TASK INSTRUCTIONS |
State how many lines of the listing below contain the string "clicks". Reply with the number alone.
** DATA SHOWN follows **
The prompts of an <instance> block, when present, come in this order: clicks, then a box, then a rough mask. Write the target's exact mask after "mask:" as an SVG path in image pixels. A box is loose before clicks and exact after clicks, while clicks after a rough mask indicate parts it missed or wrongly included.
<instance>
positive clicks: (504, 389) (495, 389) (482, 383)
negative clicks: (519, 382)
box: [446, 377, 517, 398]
** End of DATA SHOWN **
YOUR SOLUTION |
3